§ Supplied text
::::
I was doing research on the Mormon handcart tragedy when I came across information about Brigham Young sending out missions to the Indians in 1855. The great question is: "What were these missions about?" Were they, as alarmists claimed at the time, about actually trying to recruit Indians as allies to fight the government?

The United States came within a whisker of invading Utah in 1858 and starting a civil war three years before the Civil War. Because the conflict ended up fizzling out, it's not the most dramatic story about the West. It comes across as a huge anticlimax, but it was a beneficent one, because it would not have been pretty if we had tried to wipe out Utah. All these amazing events that happened in the 1850s in Utah really intrigued me and I think most readers will be greatly surprised to learn about them.

What was your favorite moment during reporting?
I started out my research by flying to Las Vegas. There is a partially reconstructed fort in downtown Las Vegas, which nobody ever visits, but which recreates the original mission. In fact nobody realizes that Mormons were the first Americans to settle Las Vegas.
::::
§ Records to process
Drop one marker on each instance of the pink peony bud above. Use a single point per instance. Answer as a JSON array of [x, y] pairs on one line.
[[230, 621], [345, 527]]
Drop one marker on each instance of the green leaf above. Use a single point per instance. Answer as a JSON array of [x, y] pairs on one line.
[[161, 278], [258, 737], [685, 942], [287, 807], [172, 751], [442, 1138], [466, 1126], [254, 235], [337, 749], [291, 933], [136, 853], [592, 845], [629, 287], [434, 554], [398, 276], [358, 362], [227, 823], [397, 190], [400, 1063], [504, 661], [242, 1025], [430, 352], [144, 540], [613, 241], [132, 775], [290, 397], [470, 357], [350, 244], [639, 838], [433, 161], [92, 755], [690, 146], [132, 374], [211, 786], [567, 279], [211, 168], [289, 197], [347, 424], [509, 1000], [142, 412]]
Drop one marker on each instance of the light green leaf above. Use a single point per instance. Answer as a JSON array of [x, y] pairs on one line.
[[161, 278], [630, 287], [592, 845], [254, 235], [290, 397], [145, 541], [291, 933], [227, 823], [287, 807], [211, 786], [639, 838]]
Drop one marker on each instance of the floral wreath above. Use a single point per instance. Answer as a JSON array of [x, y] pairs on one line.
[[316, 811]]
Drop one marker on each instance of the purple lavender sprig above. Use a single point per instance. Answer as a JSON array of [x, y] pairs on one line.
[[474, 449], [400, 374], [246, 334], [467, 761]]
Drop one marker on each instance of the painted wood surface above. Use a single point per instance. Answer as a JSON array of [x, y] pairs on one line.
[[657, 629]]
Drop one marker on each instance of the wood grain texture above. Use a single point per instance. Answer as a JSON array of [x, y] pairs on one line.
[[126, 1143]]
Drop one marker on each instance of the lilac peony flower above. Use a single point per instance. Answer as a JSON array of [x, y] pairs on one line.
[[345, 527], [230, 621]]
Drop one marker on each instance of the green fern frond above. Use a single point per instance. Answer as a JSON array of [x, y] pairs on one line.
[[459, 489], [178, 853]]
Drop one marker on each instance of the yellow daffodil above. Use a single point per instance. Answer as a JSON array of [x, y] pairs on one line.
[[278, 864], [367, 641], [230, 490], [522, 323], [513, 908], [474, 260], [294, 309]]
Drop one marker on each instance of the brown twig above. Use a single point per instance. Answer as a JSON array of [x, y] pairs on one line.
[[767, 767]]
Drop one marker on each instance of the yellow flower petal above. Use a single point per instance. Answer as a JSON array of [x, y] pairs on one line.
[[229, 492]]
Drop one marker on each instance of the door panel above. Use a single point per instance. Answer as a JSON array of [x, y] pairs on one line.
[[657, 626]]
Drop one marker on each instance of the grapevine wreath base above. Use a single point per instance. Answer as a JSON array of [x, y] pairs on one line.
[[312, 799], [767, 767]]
::::
§ Given request 1
Scale the records from the line with "Drop one marker on each instance of the grapevine" up to and including the last line of the records. Write those lines out again, requests included, with every coordinate in the answers multiplied by 1.3 and rounded to a whole number, halves rounded up.
§ Given request 2
Go on with the interview about the 1850s Mormon missions and the near-war in Utah, starting after its last sentence.

§ Exercise response 1
Drop one marker on each instance of the grapevine wreath base above. Use a single point per instance. Answer as a JSON array of [x, y] pairs on one line.
[[406, 1039], [997, 997]]

§ Exercise response 2
Trying to see the landscape from the point of view of these very scared missionaries, I retraced by auto the routes they had followed in 1855. If you drive into Moab from the north you just cruise in on a highway. Right at Arches National Park, the highway blasts through what was once a cliff and you don't even notice it. The Elk Mountain missionaries there had to actually take their wagons apart and lower them down this cliff. I stood in the parking lot at Arches and studied the cliff and tried to imagine these guys. They could see the Colorado River in the distance and knew it was the place where they wanted to build, and they're taking their wagons apart and lowering them and putting them back together. That kind of on-the-ground retracing and re-imagining was really fun.